> [SOURCE DOCUMENT]
#####
Sunday, June 05, 2011

TAKING YES FOR AN ANSWER

If the Church of England doesn’t select an openly-homosexual bishop and damned soon, the aptly-named Colin Coward is going to start screaming and throwing things:

Last week, a leaked memorandum

Which I still don’t believe.

revealed that the deliberations of the group appointed to select a new bishop of Southwark were marked by acrimony and manipulation. The same day the House of Bishops’ meeting in York failed to agree new guidelines to evaluate whether a gay priest was fit to be appointed bishop, guidelines seemingly designed to prevent Jeffrey John from being appointed.

There are in the House of Bishops five who are gay.

Did Colin say five just now? Because he meant thirteen.

The Church of England has 13 bishops who are gay. None are publicly open about their sexuality and, as far as I know, none have been open about their sexuality in the process of being appointed bishop.

I have in my hand a list of [INSERT NUMBER HERE] bishops in the Church of England who are homosexuals.

The church has created an impossible dilemma for itself. No candidate who is gay or has been involved in a same-sex relationship in the past is going to willingly volunteer this information. It is rightly a personal matter and in secular society, irrelevant to someone’s capacity to perform their work.

Then here’s a thought. Don’t bring it up. Ever.

The church has allowed itself to become infected by the prejudice and homophobia which drives conservative pressure groups.

All rise, the straw man has entered the blog post.

They are dripping a poison, which is infecting the church at every level.

Makes one wonder why you stick around.

At the extreme conservative end of the spectrum, both evangelical and Catholic, are people who don’t believe in the existence of homosexual identity.

Yeah, pretty much.

The liberal churches of the western Anglican Communion are probably the most gay-friendly churches in the world. So the implicit suggestion the aptly-named Coward makes here, that the Church of England is hostile to homosexuals, is so stupid as to be laughable.

Are there efforts being made to ensure that an openly-homosexual person never becomes a bishop in the C of E? Maybe. If they exist, are these efforts being made to ensure that conservatives stay in? No doubt. Will these efforts succeed?

No.

Push comes to shove, a lot of Anglicans are kind of, well, gutless. The aptly-named Coward hates conservative Anglicans with a passion yet intentionally remains part of a church with a faction that he considers to be evil.

Chris? Can’t conservative Anglicans be accused of the same thing? Yup. There are conservative Anglicans in Europe and here in America who are disgusted with the idea of making bishops out of unrepentant sinners yet refuse to leave the very institution that deliberately took this step.

Each side thinks the other needs to go away. Each side thinks that Something Ought To Be Done but refuses to cut ties even if nothing is done at all.

What to do about it? There’s a possible solution; it’s a long shot, it won’t save everyone but it will keep lots of Anglicans on board. But it involves revolutionary thinking, something the C of E has never been particularly good at.
#####
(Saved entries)
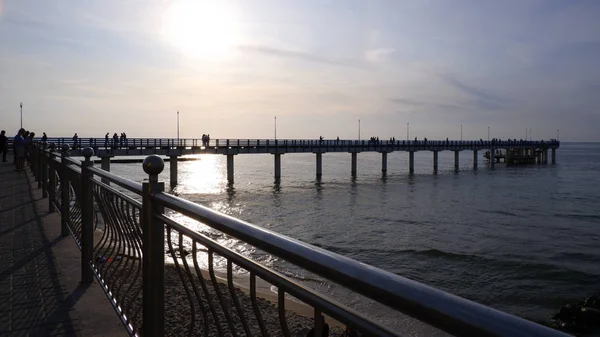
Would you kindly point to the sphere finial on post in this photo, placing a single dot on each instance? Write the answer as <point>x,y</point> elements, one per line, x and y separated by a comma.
<point>153,165</point>
<point>88,152</point>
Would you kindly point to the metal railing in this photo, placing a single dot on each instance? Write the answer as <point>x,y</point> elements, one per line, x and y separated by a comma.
<point>161,275</point>
<point>404,145</point>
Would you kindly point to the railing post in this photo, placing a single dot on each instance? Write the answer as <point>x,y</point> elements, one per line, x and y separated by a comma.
<point>64,187</point>
<point>87,217</point>
<point>44,175</point>
<point>32,162</point>
<point>39,165</point>
<point>51,178</point>
<point>153,258</point>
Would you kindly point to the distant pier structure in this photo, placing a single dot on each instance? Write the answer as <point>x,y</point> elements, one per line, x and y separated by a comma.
<point>511,151</point>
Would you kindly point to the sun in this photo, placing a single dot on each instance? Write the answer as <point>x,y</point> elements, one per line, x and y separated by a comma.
<point>205,29</point>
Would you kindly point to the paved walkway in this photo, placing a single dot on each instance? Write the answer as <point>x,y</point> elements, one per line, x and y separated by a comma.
<point>39,270</point>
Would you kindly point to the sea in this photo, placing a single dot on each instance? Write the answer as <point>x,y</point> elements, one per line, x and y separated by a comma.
<point>521,239</point>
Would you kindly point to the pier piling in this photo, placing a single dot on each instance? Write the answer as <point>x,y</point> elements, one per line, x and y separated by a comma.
<point>173,167</point>
<point>230,168</point>
<point>277,158</point>
<point>456,160</point>
<point>319,165</point>
<point>105,165</point>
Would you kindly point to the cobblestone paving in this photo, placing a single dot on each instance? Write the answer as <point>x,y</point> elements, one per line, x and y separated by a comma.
<point>32,301</point>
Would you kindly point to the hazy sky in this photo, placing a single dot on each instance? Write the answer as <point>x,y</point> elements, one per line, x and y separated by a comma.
<point>100,66</point>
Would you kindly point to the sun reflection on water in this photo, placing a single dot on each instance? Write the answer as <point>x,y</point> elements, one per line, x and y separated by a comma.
<point>203,176</point>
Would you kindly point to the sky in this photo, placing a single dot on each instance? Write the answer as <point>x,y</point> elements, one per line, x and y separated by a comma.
<point>319,66</point>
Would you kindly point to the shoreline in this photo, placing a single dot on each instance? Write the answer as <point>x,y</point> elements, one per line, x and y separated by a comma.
<point>263,290</point>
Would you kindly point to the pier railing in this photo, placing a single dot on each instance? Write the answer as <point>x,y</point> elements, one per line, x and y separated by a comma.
<point>162,278</point>
<point>384,145</point>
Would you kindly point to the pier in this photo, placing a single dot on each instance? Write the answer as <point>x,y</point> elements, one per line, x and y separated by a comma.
<point>124,245</point>
<point>514,151</point>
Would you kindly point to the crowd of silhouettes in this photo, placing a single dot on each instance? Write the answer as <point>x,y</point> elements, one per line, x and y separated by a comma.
<point>205,140</point>
<point>22,142</point>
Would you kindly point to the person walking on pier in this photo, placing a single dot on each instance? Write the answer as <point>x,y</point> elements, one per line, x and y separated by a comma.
<point>75,138</point>
<point>3,145</point>
<point>19,146</point>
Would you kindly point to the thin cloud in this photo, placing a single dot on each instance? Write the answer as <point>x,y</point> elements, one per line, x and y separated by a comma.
<point>482,99</point>
<point>426,104</point>
<point>300,56</point>
<point>379,54</point>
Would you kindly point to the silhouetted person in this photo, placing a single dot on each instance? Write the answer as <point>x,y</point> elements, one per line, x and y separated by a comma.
<point>3,145</point>
<point>19,145</point>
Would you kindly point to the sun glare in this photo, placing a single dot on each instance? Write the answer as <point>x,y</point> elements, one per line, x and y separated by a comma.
<point>201,28</point>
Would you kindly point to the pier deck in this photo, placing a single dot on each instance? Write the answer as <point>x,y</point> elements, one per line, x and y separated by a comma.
<point>39,270</point>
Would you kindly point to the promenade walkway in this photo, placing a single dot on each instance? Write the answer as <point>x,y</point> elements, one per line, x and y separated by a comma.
<point>39,270</point>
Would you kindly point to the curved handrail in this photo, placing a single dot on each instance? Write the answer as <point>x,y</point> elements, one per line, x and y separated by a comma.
<point>127,184</point>
<point>328,306</point>
<point>448,312</point>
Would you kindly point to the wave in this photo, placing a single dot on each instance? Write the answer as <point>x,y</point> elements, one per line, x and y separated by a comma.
<point>577,216</point>
<point>501,213</point>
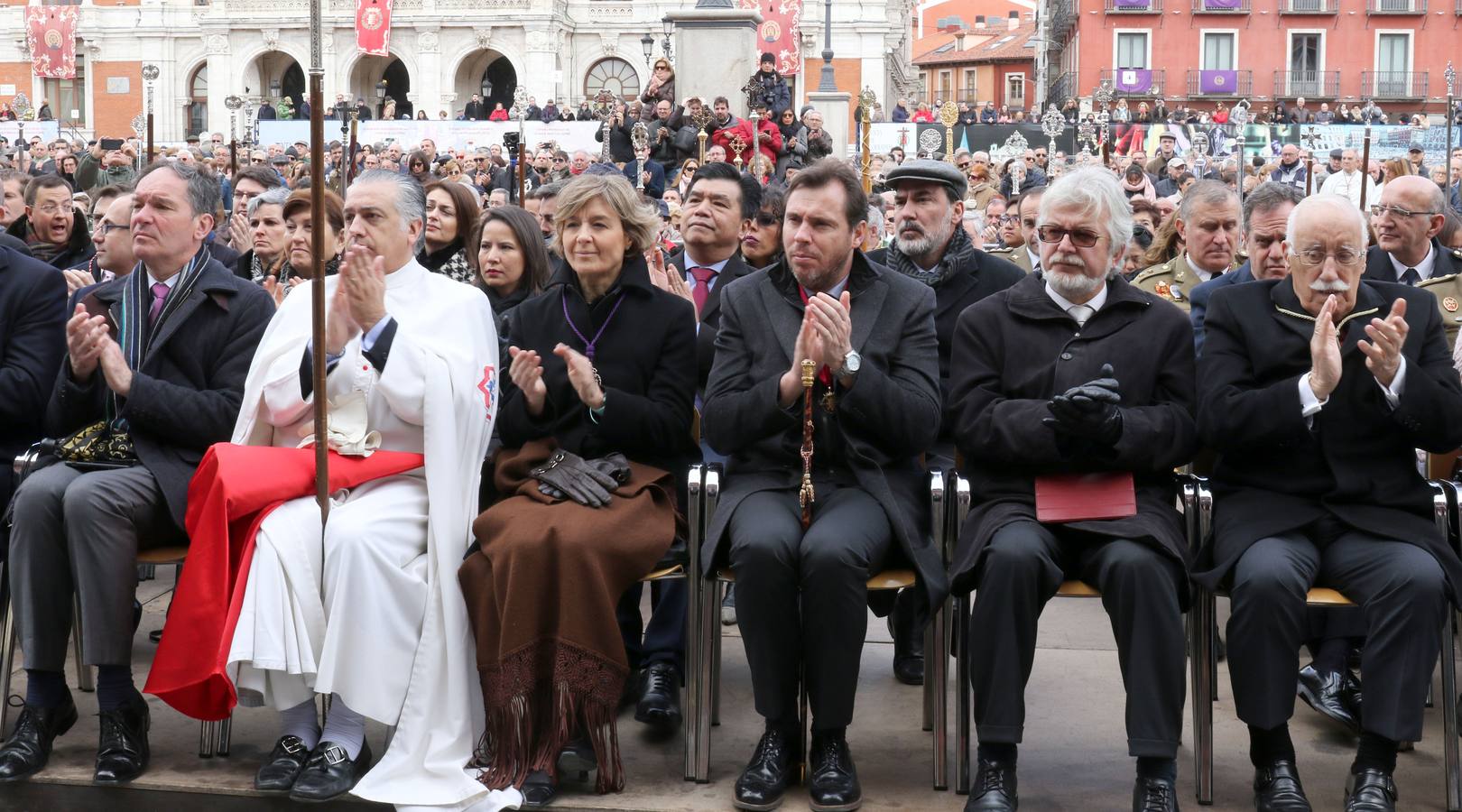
#####
> [EXERCISE DESCRIPTION] In the blog post about the Church of England, the group appointed to select a new bishop was choosing a bishop for which place?

> [REPLY TO THE TASK] Southwark